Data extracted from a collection
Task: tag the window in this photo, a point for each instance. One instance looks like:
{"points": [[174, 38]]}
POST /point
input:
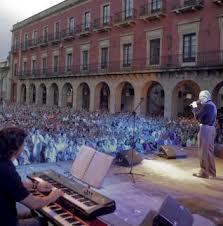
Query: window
{"points": [[128, 9], [34, 37], [26, 41], [154, 51], [15, 69], [57, 30], [104, 58], [127, 52], [44, 65], [85, 60], [71, 25], [69, 61], [155, 6], [45, 34], [33, 66], [25, 67], [189, 47], [55, 63], [87, 18], [106, 14]]}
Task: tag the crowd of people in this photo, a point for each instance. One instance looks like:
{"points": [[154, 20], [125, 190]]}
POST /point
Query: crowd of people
{"points": [[56, 134]]}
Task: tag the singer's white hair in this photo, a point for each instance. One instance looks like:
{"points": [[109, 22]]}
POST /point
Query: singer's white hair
{"points": [[205, 94]]}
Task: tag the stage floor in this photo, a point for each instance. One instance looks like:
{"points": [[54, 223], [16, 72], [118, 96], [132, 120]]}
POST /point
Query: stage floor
{"points": [[162, 177]]}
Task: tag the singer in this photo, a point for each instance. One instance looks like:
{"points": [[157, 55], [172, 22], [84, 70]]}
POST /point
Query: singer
{"points": [[206, 114]]}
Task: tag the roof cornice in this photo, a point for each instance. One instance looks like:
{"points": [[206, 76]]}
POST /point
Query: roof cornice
{"points": [[45, 13]]}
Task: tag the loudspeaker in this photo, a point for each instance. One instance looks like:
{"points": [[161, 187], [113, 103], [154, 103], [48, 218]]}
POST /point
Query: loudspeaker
{"points": [[171, 213], [172, 152], [124, 158]]}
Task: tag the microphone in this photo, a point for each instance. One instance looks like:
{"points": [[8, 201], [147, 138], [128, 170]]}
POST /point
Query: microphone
{"points": [[195, 103]]}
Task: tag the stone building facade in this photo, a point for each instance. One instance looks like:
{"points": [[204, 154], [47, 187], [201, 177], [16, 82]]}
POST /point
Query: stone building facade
{"points": [[4, 79], [108, 54]]}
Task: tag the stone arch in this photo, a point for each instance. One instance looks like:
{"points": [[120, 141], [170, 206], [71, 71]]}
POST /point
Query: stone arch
{"points": [[154, 99], [217, 95], [102, 96], [124, 97], [32, 94], [23, 93], [83, 96], [42, 94], [183, 94], [67, 95], [54, 94]]}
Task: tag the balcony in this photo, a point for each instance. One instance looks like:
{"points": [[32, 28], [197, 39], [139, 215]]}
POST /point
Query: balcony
{"points": [[33, 44], [102, 24], [187, 6], [125, 18], [68, 34], [153, 11], [43, 41], [202, 61], [84, 30], [218, 2], [55, 38], [15, 49], [25, 46]]}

▸ **What is needed**
Count how many lines in the data above include the string "instance", and write only that number.

▸ **Task solution**
11